(Object position labeling lines)

□ □ □ □ □

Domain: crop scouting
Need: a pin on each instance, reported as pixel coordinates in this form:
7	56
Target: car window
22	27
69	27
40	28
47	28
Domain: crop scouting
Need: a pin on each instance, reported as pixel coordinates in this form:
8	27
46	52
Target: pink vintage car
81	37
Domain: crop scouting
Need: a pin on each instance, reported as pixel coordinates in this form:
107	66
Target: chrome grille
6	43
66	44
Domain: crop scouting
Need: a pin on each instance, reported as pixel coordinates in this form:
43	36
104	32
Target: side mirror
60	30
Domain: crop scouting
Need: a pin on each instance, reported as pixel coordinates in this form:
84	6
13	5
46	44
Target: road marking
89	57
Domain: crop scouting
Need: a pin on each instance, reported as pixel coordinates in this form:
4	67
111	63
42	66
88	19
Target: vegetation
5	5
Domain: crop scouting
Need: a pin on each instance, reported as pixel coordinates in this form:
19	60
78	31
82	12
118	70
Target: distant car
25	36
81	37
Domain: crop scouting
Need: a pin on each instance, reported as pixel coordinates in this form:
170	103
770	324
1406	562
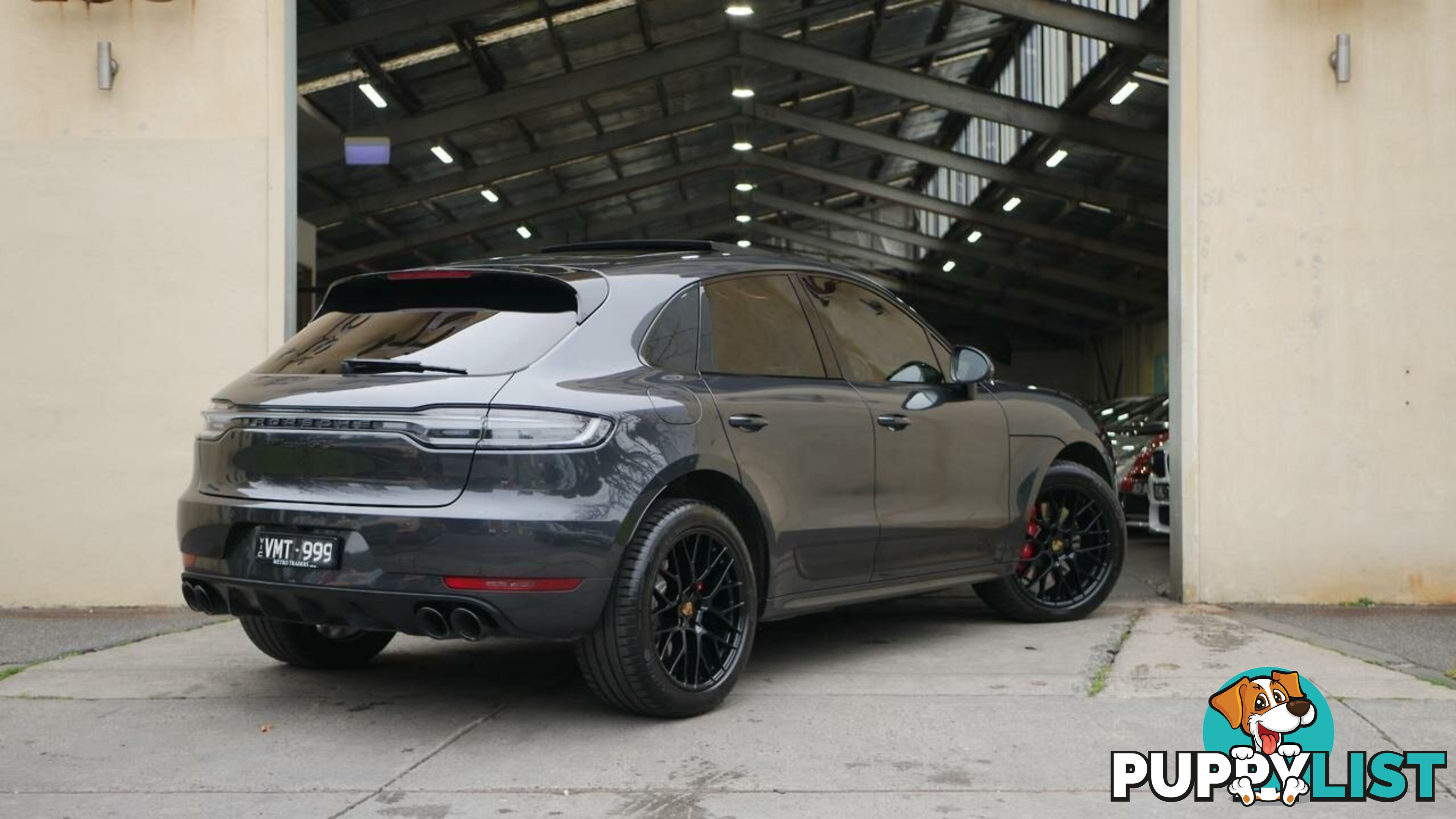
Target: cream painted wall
1312	302
146	261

□ □ □ □ □

*Required work:*
Format the lines above as a numbered list, skipping any blank lines. Leave the pictures out of your answer.

*Solution to the problem:*
1. Domain: crop scouting
2. Need: a pin on each instance, reported as pixel coordinates in this form:
3. 7	56
4. Target: car window
5. 22	27
6. 69	27
7. 40	28
8. 47	28
9. Domain: crop scouting
10. Need: a pin on each instance, reported as pixel coordinates in this form:
11. 8	27
12. 46	52
13. Target: pink vintage car
14. 81	37
15. Domain: crop scouting
16. Need: a pin on each instance, reported as pixel coordinates in this form:
17. 107	66
18. Target: chrome grille
19. 6	43
20. 66	44
21. Domain: crop scouting
22. Need: a pin on each instance, reported as pixel coordinates in this form:
23. 43	36
24. 104	32
25. Target: side mirror
26. 60	30
27. Domain: crop scouting
28. Need: a pin on each instance, reported as pixel coordinates in this form:
29. 84	6
30. 13	5
31. 46	44
32. Target: road marking
33. 89	57
34. Domain: crop scouting
35. Need: a pin on each instance, reported as pixel coordinates in this form:
36. 4	67
37. 111	63
38. 42	66
39. 88	19
40. Target: vegetation
41. 5	5
42. Domain: crop scouting
43. Need: a pin on each instance, reported as pixel coordinates in this form:
44. 19	60
45. 78	31
46. 82	12
47. 118	70
48. Target: distant car
49. 25	36
50. 81	37
51. Domain: crop scouting
52. Need: a pin on each instance, reported as pixel coordinates in this form:
53. 170	103
54. 770	324
55. 1406	562
56. Target: cream painted wall
57. 1312	302
58. 146	261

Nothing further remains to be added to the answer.